Well, by all means blame all problems on the image loading.

The image loading can't be the cause of any watchdog NMIs.  Also, my
tests show that parallel loading is the same speed as sequential.
Remember that the CF isn't really a disk, it's random access flash
acting as a disk, and random reads are the same speed as sequential
reads.  It might be slower if loading over NFS.  You can always
edit /etc/init.d/onstor-load-embedded and remove the "--background"
option from the start-stop-daemon line if you want.

Bill, I think your problems are due to the fact that you're actually
using the mgmt_bus, whereas I'm not.  The magic memory locations are on
the SSC, and only get reset if the SSC is rebooted.  If you reboot the
TXRX separately, then you have to manually zero out that location.  But
the mgmt_bus logic probably cannot survive just the TXRX rebooting,
hence the problems that you're seeing.

You need to get onstor-load-embedded installed in /etc/init.d/ and the
proper link to it set up in /etc/rcS.d, and all the symlinks
in /onstor/bin.

(Coordinate annotation records)
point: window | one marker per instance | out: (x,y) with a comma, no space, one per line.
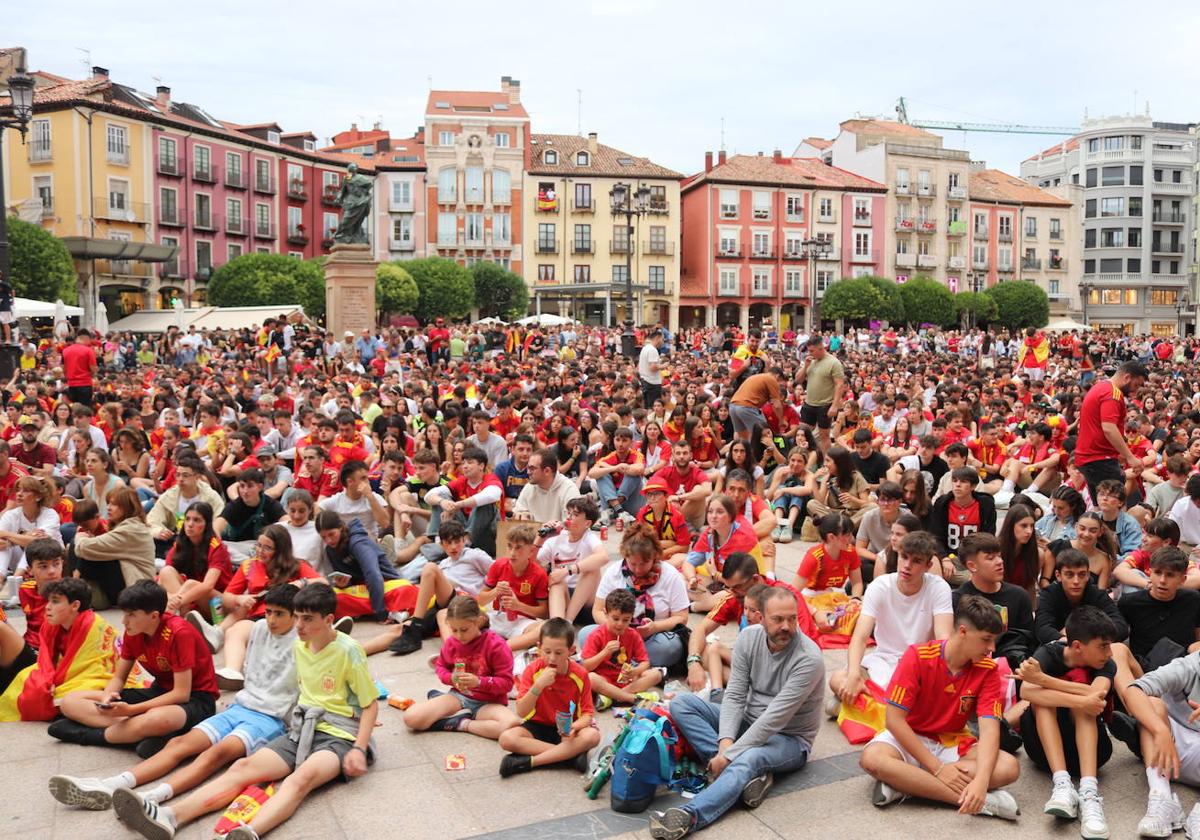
(761,204)
(448,228)
(502,186)
(118,144)
(448,185)
(729,203)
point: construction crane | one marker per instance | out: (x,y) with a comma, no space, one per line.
(995,127)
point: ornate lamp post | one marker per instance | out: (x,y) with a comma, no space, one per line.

PROBLEM A: According to the image-loading message, why does parallel loading run at the same speed as sequential loading? Answer in one to three sentences.
PROBLEM B: Decide whether each statement agrees with the image-loading message. Answer yes or no for each, and quote the words of the message that settle it. (i) Image loading may be a cause of watchdog NMIs. (ii) The magic memory locations reside on the TXRX. (iii) Loading could be slower over NFS.
PROBLEM C: Write a continuation of the image-loading message, starting after its final sentence.
The records play no part in this work.

EXERCISE OUTPUT A: The CF is not really a disk but random access flash acting as a disk. Random reads on it are the same speed as sequential reads, so loading in parallel gains nothing over loading in sequence.

EXERCISE OUTPUT B: (i) No: "The image loading can't be the cause of any watchdog NMIs." (ii) No: "The magic memory locations are on the SSC." (iii) Yes: "It might be slower if loading over NFS."

EXERCISE OUTPUT C:
I've got some mods in the works on the loading program and SSC kernel,
but they only have a very slight, 1-2 seconds, overall difference.  But
that might help Max some because he's loading the images at a
relatively later time than I am because he's using NFS.  The mods
include a new SSC kernel and load_vmlinux program.  But I'm still
wringing out all the nits.

On Thu, 5 Feb 2009 09:49:46 -0800 Maxim Kozlovsky
<maxim.kozlovsky@onstor.com> wrote:

> I've also had a boot failure where fp came up and crashed with the
> watchdog timeout, and txrx did not come up at all. I don't know what
> happened with txrx since I don't have the consoles attached and it
> did not make it far enough for the rcon to work.
> 
> The boot process for fp+txrx is not right. It loads the images in
> parallel. If one of the images loads sufficiently faster than the
> other, it will crash with watchdog timeout on boot. The loader should
> load both txrx and fp first then tell them to go. Besides reading the
> files sequentially is faster.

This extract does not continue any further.